# Task to carry out
Could you rewrite the items below as a numbered list, leaving out any blank lines?
_ _ _ _ _ _ _
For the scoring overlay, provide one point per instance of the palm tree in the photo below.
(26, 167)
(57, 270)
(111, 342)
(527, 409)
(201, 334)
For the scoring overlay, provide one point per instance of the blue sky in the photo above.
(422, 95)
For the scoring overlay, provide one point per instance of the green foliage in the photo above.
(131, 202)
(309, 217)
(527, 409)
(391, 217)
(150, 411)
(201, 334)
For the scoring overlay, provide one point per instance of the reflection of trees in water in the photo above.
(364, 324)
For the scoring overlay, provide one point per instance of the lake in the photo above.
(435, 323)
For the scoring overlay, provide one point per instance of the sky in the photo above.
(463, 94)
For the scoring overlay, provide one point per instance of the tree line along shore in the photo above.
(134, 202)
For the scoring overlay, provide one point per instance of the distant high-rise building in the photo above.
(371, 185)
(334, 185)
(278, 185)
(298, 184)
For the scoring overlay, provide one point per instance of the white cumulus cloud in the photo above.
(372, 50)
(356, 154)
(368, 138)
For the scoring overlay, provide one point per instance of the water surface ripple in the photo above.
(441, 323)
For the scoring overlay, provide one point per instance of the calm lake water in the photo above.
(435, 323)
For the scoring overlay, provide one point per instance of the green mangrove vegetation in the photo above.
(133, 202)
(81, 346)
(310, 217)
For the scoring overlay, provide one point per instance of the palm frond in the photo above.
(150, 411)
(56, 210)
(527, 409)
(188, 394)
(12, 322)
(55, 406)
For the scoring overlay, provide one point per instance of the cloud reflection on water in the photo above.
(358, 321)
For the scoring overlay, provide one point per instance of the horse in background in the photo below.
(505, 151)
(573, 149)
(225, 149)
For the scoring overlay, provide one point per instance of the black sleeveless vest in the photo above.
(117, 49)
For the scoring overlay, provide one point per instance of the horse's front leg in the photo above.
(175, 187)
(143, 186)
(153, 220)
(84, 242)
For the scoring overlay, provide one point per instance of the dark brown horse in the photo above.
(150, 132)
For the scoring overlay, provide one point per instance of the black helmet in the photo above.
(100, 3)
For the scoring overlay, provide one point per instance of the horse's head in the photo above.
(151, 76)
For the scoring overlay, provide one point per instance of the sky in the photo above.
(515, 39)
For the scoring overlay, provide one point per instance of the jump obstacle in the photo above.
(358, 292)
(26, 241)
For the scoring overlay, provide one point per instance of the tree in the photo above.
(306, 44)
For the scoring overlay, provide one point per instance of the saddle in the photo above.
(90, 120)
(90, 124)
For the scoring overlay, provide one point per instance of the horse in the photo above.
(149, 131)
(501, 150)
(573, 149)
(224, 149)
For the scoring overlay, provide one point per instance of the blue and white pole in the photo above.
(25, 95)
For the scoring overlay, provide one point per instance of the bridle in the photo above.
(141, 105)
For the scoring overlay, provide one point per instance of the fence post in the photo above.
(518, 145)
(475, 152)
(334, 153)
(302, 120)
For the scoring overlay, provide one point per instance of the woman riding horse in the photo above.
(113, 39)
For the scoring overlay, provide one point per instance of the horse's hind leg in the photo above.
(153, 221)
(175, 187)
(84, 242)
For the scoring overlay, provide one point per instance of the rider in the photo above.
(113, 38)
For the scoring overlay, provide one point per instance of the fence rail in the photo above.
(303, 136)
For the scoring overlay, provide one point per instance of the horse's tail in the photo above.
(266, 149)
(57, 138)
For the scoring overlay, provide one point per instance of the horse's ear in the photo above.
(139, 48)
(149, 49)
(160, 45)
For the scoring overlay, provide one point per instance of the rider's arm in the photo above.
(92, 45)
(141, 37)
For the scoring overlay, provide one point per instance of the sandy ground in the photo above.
_ _ _ _ _ _ _
# Response to this exercise
1. For the scoring overlay, provide one point per instance of the palm tree in the photo below.
2. (26, 167)
3. (57, 270)
4. (111, 342)
5. (527, 409)
6. (201, 334)
7. For the scoring overlay, provide one point per instance of the blue sky in the photo above.
8. (422, 95)
9. For the scoring overlay, provide one point per instance of the green foliage in the photo above.
10. (131, 202)
11. (309, 217)
12. (527, 409)
13. (391, 217)
14. (150, 411)
15. (201, 334)
16. For the scoring overlay, provide one point per instance of the reflection of trees in water in the photo above.
17. (364, 324)
18. For the scoring overlay, provide one point per instance of the lake in the photo above.
19. (435, 323)
20. For the scoring overlay, provide one point per instance of the sky in the photo above.
21. (463, 94)
22. For the scoring overlay, provide one point per instance of the tree line along shore in the photo above.
23. (134, 202)
24. For the scoring overlay, provide one point per instance of the distant high-rise building in the photo above.
25. (371, 185)
26. (334, 185)
27. (278, 185)
28. (298, 184)
29. For the scoring overlay, provide one point per instance of the white cumulus cloud in the photo above.
30. (372, 50)
31. (356, 154)
32. (368, 138)
33. For the scoring overlay, provide one point per instance of the water surface ripple in the photo above.
34. (441, 323)
35. For the scoring overlay, provide one point per instance of the calm lake water in the photo above.
36. (435, 323)
37. For the scoring overlay, provide one point per instance of the green mangrove vegetation in the photo above.
38. (133, 202)
39. (81, 346)
40. (310, 217)
41. For the scoring overlay, provide one point per instance of the palm frond in the photo above.
42. (150, 411)
43. (56, 210)
44. (527, 409)
45. (188, 394)
46. (12, 322)
47. (55, 406)
48. For the scoring overlay, provide one point per instance of the cloud reflection on water in the photo above.
49. (358, 321)
50. For the scoring overlay, provide one point per instance of the horse in background in the photo below.
51. (505, 151)
52. (573, 149)
53. (225, 149)
54. For the scoring overlay, provide one point per instance of the black sleeveless vest in the photo above.
55. (117, 49)
56. For the scoring overlay, provide one point per instance of the horse's front leg in the photo above.
57. (175, 187)
58. (143, 186)
59. (153, 220)
60. (84, 242)
61. For the scoring overlay, provide one point per instance of the dark brown horse in the photo above.
62. (150, 132)
63. For the scoring overlay, provide one point per instance of the black helmet in the photo above.
64. (100, 3)
65. For the scoring overlay, provide one point per instance of the horse's head in the photo above.
66. (151, 76)
67. For the scoring overlay, provide one point per instance of the sky in the photo above.
68. (515, 39)
69. For the scoring overlay, provide one point per instance of the jump obstacle in the photo above.
70. (358, 292)
71. (26, 241)
72. For the scoring overlay, provide one point per instance of the tree in the photo above.
73. (306, 44)
74. For the scoring overlay, provide one point per instance of the saddle in the photo above.
75. (90, 120)
76. (90, 124)
77. For the scoring overlay, provide one point per instance of the horse in the photo above.
78. (149, 131)
79. (501, 150)
80. (573, 149)
81. (224, 149)
82. For the scoring overlay, provide one point per instance of the blue and white pole in the photo above.
83. (25, 95)
84. For the scoring overlay, provide one point per instance of the bridle in the photo above.
85. (141, 105)
86. For the scoring overlay, provide one point per instance of the fence post in the photo above.
87. (518, 145)
88. (475, 152)
89. (334, 153)
90. (302, 120)
91. For the scoring overlay, provide one point per instance of the woman riding horse in the photo above.
92. (113, 39)
93. For the scoring overlay, provide one point per instance of the horse's hind leg in the photo above.
94. (153, 221)
95. (175, 187)
96. (84, 242)
97. For the scoring overlay, provide one point per instance of the rider in the photo above.
98. (113, 38)
99. For the scoring overlay, provide one point per instance of the fence rail in the photo above.
100. (303, 136)
101. For the scoring overlay, provide one point per instance of the horse's tail in the photo above.
102. (266, 149)
103. (57, 138)
104. For the scoring overlay, provide one point per instance of the horse's ear in the photo above.
105. (139, 48)
106. (149, 49)
107. (160, 45)
108. For the scoring overlay, provide one point per instance of the rider's arm in the photo above.
109. (92, 45)
110. (141, 37)
111. For the scoring overlay, provide one point per instance of the sandy ground in the photo above.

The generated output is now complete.